**INSTRUCTIONS TO FOLLOW:**
Display each line of the rows below that contains the string "person", treating uppercase and lowercase letters as distinct.

**RECORDS SHOWN:**
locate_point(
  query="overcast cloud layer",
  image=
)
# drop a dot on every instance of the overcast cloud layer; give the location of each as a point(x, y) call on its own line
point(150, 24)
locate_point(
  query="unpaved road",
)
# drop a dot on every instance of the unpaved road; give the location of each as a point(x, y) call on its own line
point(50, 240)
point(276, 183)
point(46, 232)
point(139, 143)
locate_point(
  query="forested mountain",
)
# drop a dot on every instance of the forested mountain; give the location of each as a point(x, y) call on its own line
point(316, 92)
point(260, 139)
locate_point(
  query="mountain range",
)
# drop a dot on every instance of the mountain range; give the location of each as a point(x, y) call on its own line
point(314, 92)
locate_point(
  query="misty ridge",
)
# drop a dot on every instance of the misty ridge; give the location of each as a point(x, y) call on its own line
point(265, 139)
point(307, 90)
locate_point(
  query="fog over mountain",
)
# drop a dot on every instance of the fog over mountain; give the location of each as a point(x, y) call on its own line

* * *

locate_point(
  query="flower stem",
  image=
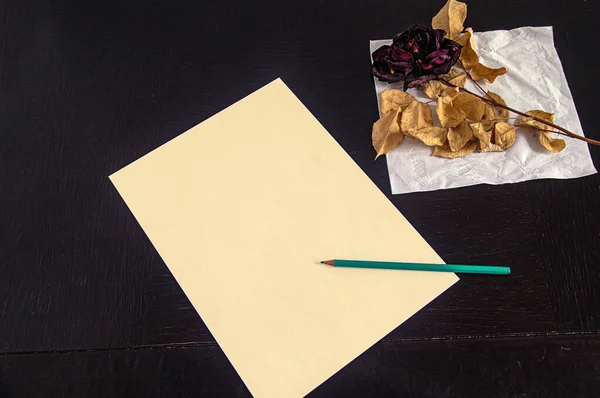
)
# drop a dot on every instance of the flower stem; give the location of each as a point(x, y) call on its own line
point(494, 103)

...

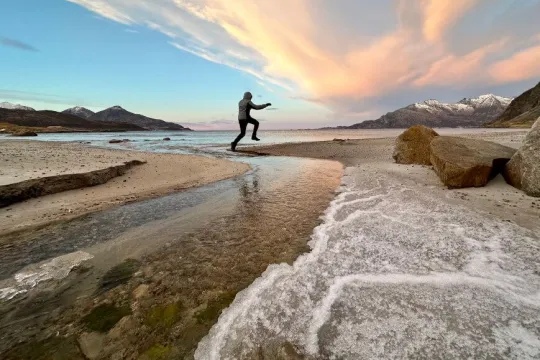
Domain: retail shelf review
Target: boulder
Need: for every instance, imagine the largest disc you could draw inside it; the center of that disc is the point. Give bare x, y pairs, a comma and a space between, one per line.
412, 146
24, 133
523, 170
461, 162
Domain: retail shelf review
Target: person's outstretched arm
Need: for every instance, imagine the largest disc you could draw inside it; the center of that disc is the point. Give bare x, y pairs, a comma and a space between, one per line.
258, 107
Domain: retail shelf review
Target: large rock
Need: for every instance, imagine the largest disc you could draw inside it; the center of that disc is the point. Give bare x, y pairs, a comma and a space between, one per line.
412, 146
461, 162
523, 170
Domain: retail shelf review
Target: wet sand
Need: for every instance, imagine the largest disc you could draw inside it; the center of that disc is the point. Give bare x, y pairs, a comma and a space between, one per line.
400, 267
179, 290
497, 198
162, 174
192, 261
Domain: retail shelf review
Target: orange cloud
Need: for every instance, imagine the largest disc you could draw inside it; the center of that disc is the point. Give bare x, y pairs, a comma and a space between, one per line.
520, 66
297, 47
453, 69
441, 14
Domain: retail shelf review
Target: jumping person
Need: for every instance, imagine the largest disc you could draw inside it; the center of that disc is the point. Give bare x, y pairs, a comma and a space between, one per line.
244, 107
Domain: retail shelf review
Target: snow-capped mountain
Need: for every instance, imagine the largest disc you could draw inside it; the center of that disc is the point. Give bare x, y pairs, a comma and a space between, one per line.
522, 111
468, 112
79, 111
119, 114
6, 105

**TASK SOLUTION:**
Target: person's outstretched arm
Target: jumping person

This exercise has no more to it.